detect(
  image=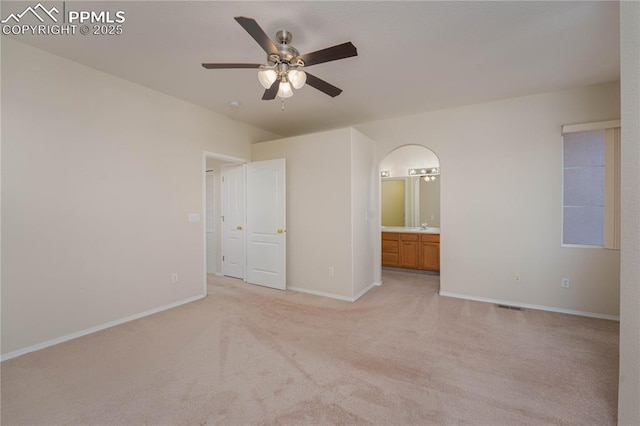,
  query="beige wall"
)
[350,129,380,297]
[618,2,640,426]
[418,177,440,228]
[251,129,351,297]
[355,83,620,317]
[2,37,274,355]
[252,128,378,299]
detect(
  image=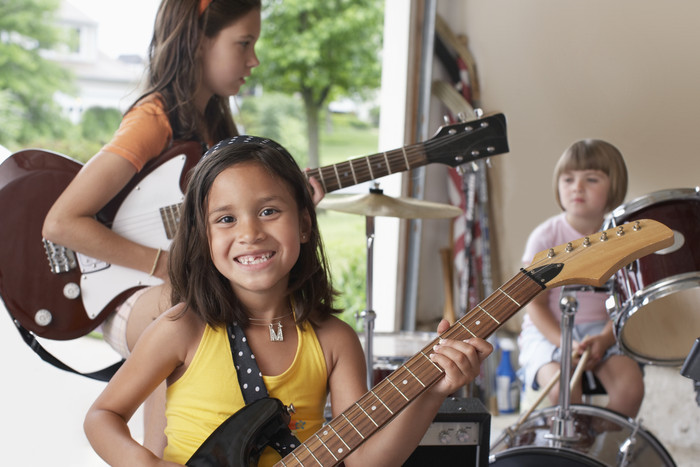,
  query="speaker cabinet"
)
[403,397,491,467]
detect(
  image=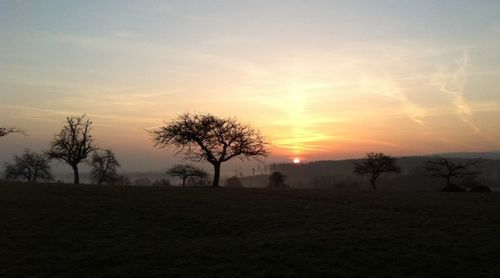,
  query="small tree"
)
[90,150,120,184]
[134,177,152,185]
[267,171,288,188]
[226,176,243,187]
[5,149,54,182]
[423,156,479,188]
[354,153,401,190]
[167,164,208,186]
[0,127,24,137]
[47,115,97,184]
[151,113,267,187]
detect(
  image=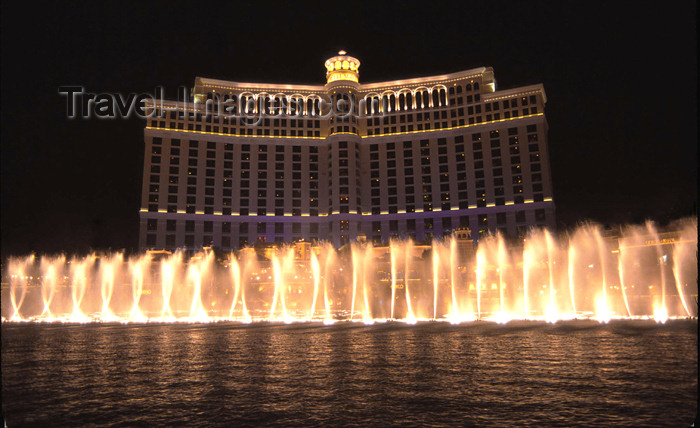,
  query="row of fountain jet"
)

• AIM OF THE TASK:
Report every line of the records that contains the string "query", copying each one in full.

• WRITTEN SOLUTION:
  query="beige wall"
  query="speaker cabinet"
  query="small tree"
  query="row of fountain jet"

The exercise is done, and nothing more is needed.